## Exercise goal:
From the entries that follow, reproduce exactly and only the lines from the line with "Target: white marble surface" to the line with "Target: marble countertop", endpoints included.

## Extracted data entries:
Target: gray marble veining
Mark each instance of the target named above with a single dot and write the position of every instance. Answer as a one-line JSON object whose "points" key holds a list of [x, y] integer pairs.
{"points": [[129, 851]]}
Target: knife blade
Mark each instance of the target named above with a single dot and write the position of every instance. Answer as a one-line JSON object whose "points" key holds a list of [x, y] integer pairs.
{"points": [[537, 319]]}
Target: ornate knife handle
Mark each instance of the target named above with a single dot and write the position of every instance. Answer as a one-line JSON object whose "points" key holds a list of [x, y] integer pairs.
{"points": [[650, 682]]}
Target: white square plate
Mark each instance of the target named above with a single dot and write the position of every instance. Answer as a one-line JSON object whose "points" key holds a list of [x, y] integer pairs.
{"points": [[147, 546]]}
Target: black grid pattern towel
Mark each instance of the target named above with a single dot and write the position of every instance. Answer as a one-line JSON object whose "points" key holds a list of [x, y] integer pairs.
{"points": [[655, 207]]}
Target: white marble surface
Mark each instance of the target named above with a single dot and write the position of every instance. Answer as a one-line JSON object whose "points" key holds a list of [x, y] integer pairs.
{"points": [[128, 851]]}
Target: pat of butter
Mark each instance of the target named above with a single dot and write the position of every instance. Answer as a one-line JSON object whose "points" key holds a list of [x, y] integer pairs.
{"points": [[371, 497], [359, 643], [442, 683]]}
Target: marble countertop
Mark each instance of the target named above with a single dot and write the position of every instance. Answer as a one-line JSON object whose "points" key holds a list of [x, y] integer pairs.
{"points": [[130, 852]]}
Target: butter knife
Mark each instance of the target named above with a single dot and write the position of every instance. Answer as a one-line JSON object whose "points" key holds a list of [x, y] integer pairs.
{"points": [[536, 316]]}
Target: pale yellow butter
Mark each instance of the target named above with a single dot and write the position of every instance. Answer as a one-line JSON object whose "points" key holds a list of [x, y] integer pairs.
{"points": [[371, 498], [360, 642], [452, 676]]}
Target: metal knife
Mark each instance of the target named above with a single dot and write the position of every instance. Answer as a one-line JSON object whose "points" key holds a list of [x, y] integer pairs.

## Result:
Target: white marble surface
Mark each instance of the target named above with a single dot and write the position of every instance. Answer as a one-line JSON object whose "points" key holds a list of [x, y] integer pairs.
{"points": [[128, 851]]}
Target: pat of butter
Mark each instance of the target named above with a single dot and write the position of every instance. Answer as a one-line JSON object whose "points" key holds a list of [x, y] integer pairs.
{"points": [[371, 497], [359, 643], [442, 683]]}
Target: marble countertop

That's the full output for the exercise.